• _LIST OF TASKS_
A: Answer these questions from the appellate column, with each answer on its own line and marked to match:
(i) To what kind of practice does Smith Goodfriend, P.S. limit itself?
(ii) Which justice wrote the majority opinion in State v. Gator's Custom Guns?
(iii) On what ground had the trial court dismissed the Consumer Protection Act case?
B: Reproduce word for word the part of the appellate column that opens with the words containing "I spend a lot" and closes with "stayed pending appeal.".

Gator’s Guns: The Greater the Error, the More Likely Remand Will Be to the Same Judge?
By Catherine Smith
“Always Appealing” is a column addressing current issues in appellate practice and recent appellate cases written by the lawyers of Smith Goodfriend, P.S., a Seattle law firm that limits its practice to civil appeals and related trial court motions practice.
I spend a lot of time talking unhappy litigants out of appealing trial court decisions. This is part of my toolkit to educate potential appellants on the standard of review, the need to preserve potential error at the trial court, the difference between factual findings and legal conclusions, the strict limits on submitting new evidence on review, and the enforceability of a judgment that has not been stayed pending appeal.
But I have found that the ultimate buzzkill for a potential appellant with a viable legal issue is telling them that likely, even if a reversal is obtained, any remand will be to the same trial court judge who made the ruling the potential appellant wants to challenge.
From the perspective of an appellate lawyer — or of a trial or appellate judge — that makes perfect sense. The system is premised on the assumption that the trial court judge whose decision is reversed will on remand properly apply the law, once the appellate court establishes or clarifies the legal principles relevant to the trial court’s decision.
In his majority opinion in the recent Supreme Court decision in State v. Gator’s Custom Guns, Justice Charles Johnson explained why the State’s request to assign a different judge was denied. It was a Consumer Protection Act case that the trial court had dismissed on the ground that the statute prohibiting sale of large-capacity firearm magazines violated the Second Amendment.1
After concluding that large-capacity magazines are not “arms” implicating constitutional protections of the right to bear arms, the majority opinion considered the State’s request for reassignment to a different judge, first noting the circumstances under which such a request may be made for the first time on appeal:
Parties generally seek reassignment to another judge through a motion for recusal in the trial court, but a party may also seek reassignment for the first time on appeal where, “for example, the trial judge will exercise discretion on remand regarding the very issue that triggered the appeal and has already been exposed to prohibited information, expressed an opinion as to the merits, or otherwise prejudged the issue.”2
The majority opinion also noted that reassignment may be appropriate “where review of facts in the record shows the judge’s impartiality might reasonably be questioned.”3 But where the appellate court’s decision “limit[s] the trial court’s discretion as to the issue that was appealed,” the supreme court concluded that reassignment was not warranted:
Here, Judge Bashor’s legal errors in determining that ESSB 5078 was unconstitutional are insufficient to warrant reassignment because our order that the statute is constitutional removes Judge Bashor’s discretion as to the validity of ESSB 5078 for the remainder of the case, which will then relate only to consumer-protection enforcement.4
This recognition of when reassignment cannot be anticipated neatly highlights the ironic fact that a case presenting a “good” legal issue on appeal is less likely to be remanded to a different trial court judge. If the consequence of reversal limits the trial court’s discretion, it is likely the case will be returned to the same trial court judge.

• _EXTRACTED MATERIAL_
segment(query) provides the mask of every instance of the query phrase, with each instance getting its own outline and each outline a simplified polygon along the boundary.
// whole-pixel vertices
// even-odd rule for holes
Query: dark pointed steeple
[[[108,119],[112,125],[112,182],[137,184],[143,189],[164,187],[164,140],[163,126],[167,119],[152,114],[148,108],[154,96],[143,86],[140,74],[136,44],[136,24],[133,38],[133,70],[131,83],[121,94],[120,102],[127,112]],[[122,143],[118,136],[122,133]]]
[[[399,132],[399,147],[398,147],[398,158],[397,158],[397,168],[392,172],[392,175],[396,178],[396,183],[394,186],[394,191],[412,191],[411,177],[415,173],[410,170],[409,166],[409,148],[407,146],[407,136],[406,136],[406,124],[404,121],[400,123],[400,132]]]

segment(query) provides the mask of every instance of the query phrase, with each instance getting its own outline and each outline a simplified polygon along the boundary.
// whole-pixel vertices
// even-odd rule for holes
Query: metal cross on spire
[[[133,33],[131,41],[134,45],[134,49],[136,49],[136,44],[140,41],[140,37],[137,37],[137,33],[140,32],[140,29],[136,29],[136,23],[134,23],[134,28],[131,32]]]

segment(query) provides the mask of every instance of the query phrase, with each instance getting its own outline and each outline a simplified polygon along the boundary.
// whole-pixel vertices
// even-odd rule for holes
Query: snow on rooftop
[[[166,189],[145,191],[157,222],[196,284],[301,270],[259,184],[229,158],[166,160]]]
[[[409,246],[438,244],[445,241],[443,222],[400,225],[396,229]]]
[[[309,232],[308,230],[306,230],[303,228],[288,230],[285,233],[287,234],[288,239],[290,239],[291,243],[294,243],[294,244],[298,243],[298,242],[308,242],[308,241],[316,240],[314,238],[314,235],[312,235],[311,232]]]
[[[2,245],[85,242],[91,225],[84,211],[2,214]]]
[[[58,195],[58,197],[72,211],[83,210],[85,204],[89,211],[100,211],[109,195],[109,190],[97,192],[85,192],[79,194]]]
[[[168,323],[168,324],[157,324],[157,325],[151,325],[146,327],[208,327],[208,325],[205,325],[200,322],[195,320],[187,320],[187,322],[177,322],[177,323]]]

• _SOLUTIONS FOR EACH TASK_
A:
(i) Smith Goodfriend, P.S. limits its practice to civil appeals and related trial court motions practice.
(ii) Justice Charles Johnson wrote the majority opinion.
(iii) The trial court dismissed the case because it held that the statute prohibiting the sale of large-capacity firearm magazines violated the Second Amendment.

B:
I spend a lot of time talking unhappy litigants out of appealing trial court decisions. This is part of my toolkit to educate potential appellants on the standard of review, the need to preserve potential error at the trial court, the difference between factual findings and legal conclusions, the strict limits on submitting new evidence on review, and the enforceability of a judgment that has not been stayed pending appeal.